-- Work request --
Repeat every record exactly, omitting the pictures.

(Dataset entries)
"""
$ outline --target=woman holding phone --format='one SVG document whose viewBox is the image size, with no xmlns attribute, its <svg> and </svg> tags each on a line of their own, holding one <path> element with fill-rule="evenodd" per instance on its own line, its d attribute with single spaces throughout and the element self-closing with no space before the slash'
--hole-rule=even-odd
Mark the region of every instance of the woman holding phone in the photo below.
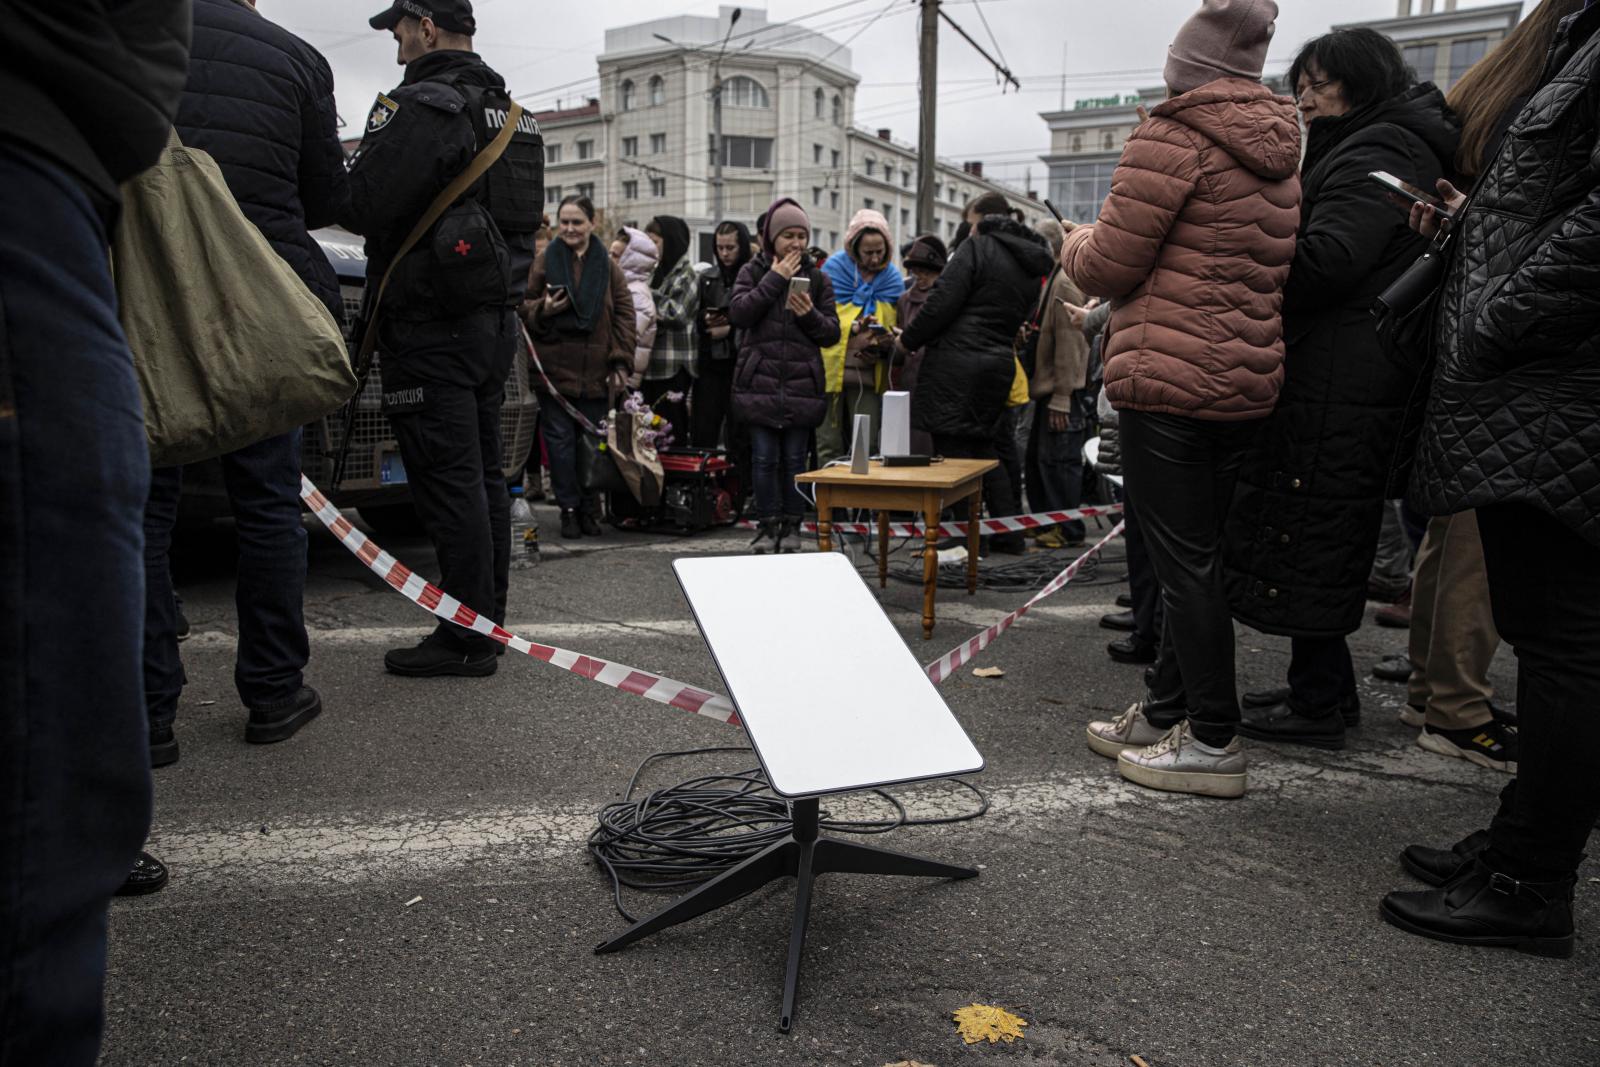
<svg viewBox="0 0 1600 1067">
<path fill-rule="evenodd" d="M 523 317 L 544 367 L 546 381 L 535 370 L 533 384 L 549 397 L 539 413 L 540 432 L 561 508 L 561 536 L 598 537 L 600 496 L 585 494 L 578 481 L 578 435 L 587 431 L 573 412 L 599 424 L 610 411 L 612 395 L 633 373 L 633 297 L 621 268 L 594 234 L 594 204 L 588 197 L 561 201 L 556 224 L 556 240 L 528 275 Z"/>
<path fill-rule="evenodd" d="M 828 276 L 809 261 L 811 221 L 783 197 L 760 223 L 761 252 L 739 270 L 728 321 L 744 332 L 733 374 L 734 414 L 750 428 L 757 554 L 799 547 L 811 431 L 827 413 L 822 350 L 839 343 Z"/>
<path fill-rule="evenodd" d="M 1421 373 L 1383 350 L 1372 305 L 1427 242 L 1368 175 L 1432 189 L 1460 125 L 1375 30 L 1308 41 L 1289 80 L 1307 134 L 1283 391 L 1240 472 L 1228 595 L 1240 622 L 1292 640 L 1288 684 L 1244 694 L 1239 732 L 1339 748 L 1361 715 L 1345 637 L 1361 626 L 1385 502 L 1404 493 L 1401 427 Z M 1498 762 L 1514 744 L 1492 725 L 1470 732 Z"/>
</svg>

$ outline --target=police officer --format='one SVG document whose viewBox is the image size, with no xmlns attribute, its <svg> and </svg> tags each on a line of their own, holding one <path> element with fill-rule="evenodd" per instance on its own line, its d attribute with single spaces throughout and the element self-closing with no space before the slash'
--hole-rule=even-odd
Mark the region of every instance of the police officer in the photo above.
<svg viewBox="0 0 1600 1067">
<path fill-rule="evenodd" d="M 543 207 L 544 142 L 524 116 L 501 158 L 396 262 L 433 200 L 501 132 L 511 98 L 472 51 L 468 0 L 396 0 L 371 25 L 394 34 L 405 67 L 400 86 L 367 113 L 346 220 L 367 239 L 363 317 L 377 317 L 383 410 L 438 552 L 440 585 L 502 621 L 511 529 L 500 407 Z M 478 677 L 494 673 L 502 651 L 441 622 L 417 647 L 385 655 L 384 666 Z"/>
</svg>

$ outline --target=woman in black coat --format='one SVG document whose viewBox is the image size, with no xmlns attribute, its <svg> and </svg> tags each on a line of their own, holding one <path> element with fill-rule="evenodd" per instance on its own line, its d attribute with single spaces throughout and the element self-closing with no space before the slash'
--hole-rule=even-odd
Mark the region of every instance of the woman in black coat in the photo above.
<svg viewBox="0 0 1600 1067">
<path fill-rule="evenodd" d="M 1345 635 L 1361 626 L 1418 368 L 1379 345 L 1374 299 L 1426 248 L 1369 177 L 1424 189 L 1460 127 L 1431 84 L 1372 30 L 1335 30 L 1289 71 L 1307 125 L 1302 214 L 1284 290 L 1288 354 L 1277 410 L 1246 461 L 1228 521 L 1234 616 L 1293 638 L 1289 685 L 1244 697 L 1246 737 L 1325 748 L 1360 718 Z"/>
</svg>

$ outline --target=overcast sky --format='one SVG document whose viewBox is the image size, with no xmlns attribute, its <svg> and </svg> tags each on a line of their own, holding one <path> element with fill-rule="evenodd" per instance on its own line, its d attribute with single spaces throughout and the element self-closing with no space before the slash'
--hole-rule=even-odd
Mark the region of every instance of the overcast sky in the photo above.
<svg viewBox="0 0 1600 1067">
<path fill-rule="evenodd" d="M 258 0 L 258 10 L 317 46 L 333 66 L 346 134 L 377 93 L 400 79 L 394 43 L 367 28 L 383 0 Z M 761 3 L 746 5 L 759 8 Z M 802 22 L 849 41 L 861 87 L 856 121 L 916 140 L 917 5 L 914 0 L 767 0 L 774 22 Z M 939 49 L 941 156 L 981 159 L 991 176 L 1021 185 L 1049 144 L 1039 112 L 1063 98 L 1133 92 L 1161 80 L 1172 33 L 1196 0 L 946 0 L 945 9 L 1022 82 L 1001 94 L 988 63 L 949 27 Z M 1387 18 L 1396 0 L 1280 0 L 1268 69 L 1288 66 L 1301 42 L 1335 22 Z M 1416 5 L 1420 8 L 1420 3 Z M 1442 4 L 1440 5 L 1442 6 Z M 1462 0 L 1462 7 L 1478 6 Z M 513 94 L 537 107 L 596 91 L 595 56 L 608 26 L 672 15 L 712 15 L 716 0 L 477 0 L 477 47 Z M 823 12 L 821 14 L 813 14 Z M 985 25 L 987 20 L 987 26 Z M 994 44 L 990 44 L 991 32 Z"/>
</svg>

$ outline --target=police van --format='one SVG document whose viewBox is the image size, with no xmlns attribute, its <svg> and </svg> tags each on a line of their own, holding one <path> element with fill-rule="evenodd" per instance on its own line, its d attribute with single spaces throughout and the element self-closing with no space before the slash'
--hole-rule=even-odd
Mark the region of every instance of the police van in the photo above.
<svg viewBox="0 0 1600 1067">
<path fill-rule="evenodd" d="M 352 324 L 361 310 L 366 289 L 367 257 L 361 238 L 337 227 L 313 230 L 323 255 L 339 276 L 343 297 L 341 321 L 348 339 Z M 372 373 L 362 387 L 356 403 L 356 417 L 350 430 L 350 453 L 345 460 L 344 477 L 333 482 L 333 465 L 339 454 L 344 432 L 344 412 L 337 411 L 309 423 L 302 434 L 300 469 L 330 500 L 341 508 L 355 508 L 367 525 L 379 534 L 413 534 L 421 523 L 411 506 L 411 490 L 406 468 L 400 458 L 389 420 L 380 410 L 378 361 L 374 354 Z M 534 427 L 539 414 L 538 398 L 528 385 L 528 353 L 518 346 L 506 378 L 505 407 L 500 417 L 501 445 L 504 449 L 506 477 L 515 482 L 522 477 L 533 446 Z M 183 519 L 220 518 L 228 514 L 227 493 L 222 471 L 215 461 L 194 464 L 184 472 Z"/>
</svg>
"""
-- Solved problem --
$ outline --target=woman holding phone --format='one SVG document whose viewBox is the image size, with no xmlns attribute, its <svg> and </svg> tags each on a line of their own, holding one <path> element with fill-rule="evenodd" per instance on its own line, its d attribute with single spaces throughout and the element self-closing with no space before the slash'
--hole-rule=even-odd
Mark the region of every instance of the woman holding phone in the photo below.
<svg viewBox="0 0 1600 1067">
<path fill-rule="evenodd" d="M 523 317 L 544 367 L 546 381 L 535 370 L 533 384 L 549 397 L 539 413 L 540 432 L 561 508 L 561 536 L 598 537 L 600 496 L 585 494 L 578 481 L 578 435 L 587 431 L 573 412 L 599 424 L 610 411 L 612 395 L 633 373 L 633 297 L 621 268 L 594 234 L 594 204 L 588 197 L 561 201 L 556 224 L 556 240 L 528 275 Z"/>
<path fill-rule="evenodd" d="M 828 276 L 809 261 L 811 221 L 783 197 L 760 223 L 761 252 L 739 270 L 728 321 L 744 332 L 733 374 L 734 414 L 750 428 L 757 554 L 799 547 L 811 431 L 827 413 L 822 350 L 839 343 Z"/>
<path fill-rule="evenodd" d="M 1421 373 L 1383 350 L 1372 305 L 1427 242 L 1368 175 L 1432 189 L 1460 125 L 1375 30 L 1308 41 L 1289 80 L 1307 134 L 1283 391 L 1240 472 L 1228 595 L 1240 622 L 1292 640 L 1288 684 L 1244 694 L 1239 732 L 1339 748 L 1361 715 L 1345 637 L 1361 626 L 1385 502 L 1404 493 L 1401 427 Z M 1498 762 L 1514 744 L 1492 725 L 1470 732 Z"/>
</svg>

$ outline --target=police officer --format='one SVG document whose viewBox is the image size, with no xmlns attribute, its <svg> and </svg> tags each on a line of their own, holding one <path> element with fill-rule="evenodd" per instance on its own line, its d attribute with single spaces throughout and the element self-closing with no space before the slash'
--hole-rule=even-odd
Mark the region of every instance of the police officer in the photo above.
<svg viewBox="0 0 1600 1067">
<path fill-rule="evenodd" d="M 543 207 L 544 142 L 524 116 L 501 158 L 396 262 L 433 200 L 501 132 L 511 98 L 472 51 L 468 0 L 396 0 L 371 25 L 394 34 L 405 67 L 400 86 L 367 113 L 346 220 L 367 239 L 363 317 L 377 317 L 383 410 L 438 552 L 440 585 L 502 621 L 511 529 L 500 407 Z M 478 677 L 494 673 L 502 651 L 441 622 L 417 647 L 385 655 L 384 666 Z"/>
</svg>

$ outline --target=woman in black coat --format='one SVG document whose viewBox is the image size, with no xmlns attribute, its <svg> and </svg> tags each on a line of their own, holding one <path> element with fill-rule="evenodd" per instance on its own line, its d attribute with single spaces throughout and the element self-closing with no space before the slash'
--hole-rule=even-odd
Mark the region of every instance of the woman in black coat in the photo above.
<svg viewBox="0 0 1600 1067">
<path fill-rule="evenodd" d="M 1345 635 L 1361 626 L 1418 368 L 1379 345 L 1374 299 L 1426 248 L 1369 177 L 1424 189 L 1460 127 L 1431 84 L 1372 30 L 1335 30 L 1289 71 L 1307 125 L 1302 214 L 1284 290 L 1288 354 L 1277 410 L 1246 461 L 1228 521 L 1234 616 L 1293 638 L 1289 685 L 1244 697 L 1246 737 L 1325 748 L 1360 718 Z"/>
</svg>

$ outline --target=overcast sky --format='one SVG document whose viewBox is the image size, with no xmlns attribute, its <svg> and </svg> tags each on a line of their own, holding one <path> element with fill-rule="evenodd" per instance on its own line, its d attribute with single spaces throughout and the element self-closing with no space before the slash'
--hole-rule=even-odd
Mark the region of every instance of the overcast sky in the photo above.
<svg viewBox="0 0 1600 1067">
<path fill-rule="evenodd" d="M 258 0 L 258 10 L 317 46 L 333 66 L 346 134 L 377 93 L 400 79 L 394 43 L 367 28 L 383 0 Z M 761 3 L 746 5 L 759 8 Z M 802 22 L 849 41 L 861 87 L 856 121 L 916 140 L 917 5 L 914 0 L 767 0 L 774 22 Z M 939 49 L 941 156 L 981 159 L 991 176 L 1021 185 L 1049 144 L 1039 112 L 1063 98 L 1133 92 L 1161 80 L 1172 33 L 1196 0 L 946 0 L 945 9 L 1022 82 L 1001 94 L 988 63 L 949 27 Z M 1387 18 L 1396 0 L 1280 0 L 1268 69 L 1288 66 L 1301 42 L 1335 22 Z M 1416 5 L 1420 8 L 1420 3 Z M 1442 4 L 1440 5 L 1442 6 Z M 1462 0 L 1462 7 L 1478 6 Z M 513 94 L 537 107 L 596 91 L 595 56 L 608 26 L 672 15 L 712 15 L 716 0 L 477 0 L 477 47 Z M 823 12 L 821 14 L 813 14 Z M 985 25 L 987 20 L 987 26 Z M 994 44 L 990 44 L 991 32 Z"/>
</svg>

$ outline --target=police van --format='one SVG document whose viewBox is the image size, with no xmlns attribute, its <svg> and </svg> tags each on a line of their own, holding one <path> element with fill-rule="evenodd" per instance on its own line, its d attribute with single spaces throughout and the element self-closing with no space before the slash'
--hole-rule=even-odd
Mark the region of every instance of the police van in the photo above.
<svg viewBox="0 0 1600 1067">
<path fill-rule="evenodd" d="M 352 324 L 361 310 L 366 289 L 367 257 L 361 238 L 337 227 L 313 230 L 323 255 L 339 276 L 343 297 L 341 321 L 348 339 Z M 372 373 L 362 387 L 356 403 L 356 417 L 350 430 L 350 453 L 345 460 L 344 477 L 333 482 L 333 465 L 339 454 L 344 432 L 344 412 L 337 411 L 309 423 L 302 434 L 300 469 L 330 500 L 341 508 L 355 508 L 367 525 L 379 534 L 413 534 L 421 523 L 411 506 L 411 490 L 406 468 L 400 458 L 389 420 L 380 410 L 378 361 L 374 354 Z M 534 427 L 539 414 L 538 398 L 528 385 L 528 353 L 518 346 L 506 378 L 505 407 L 500 417 L 501 445 L 504 449 L 506 477 L 515 482 L 522 477 L 533 446 Z M 183 519 L 220 518 L 228 514 L 227 493 L 222 471 L 215 461 L 194 464 L 184 472 Z"/>
</svg>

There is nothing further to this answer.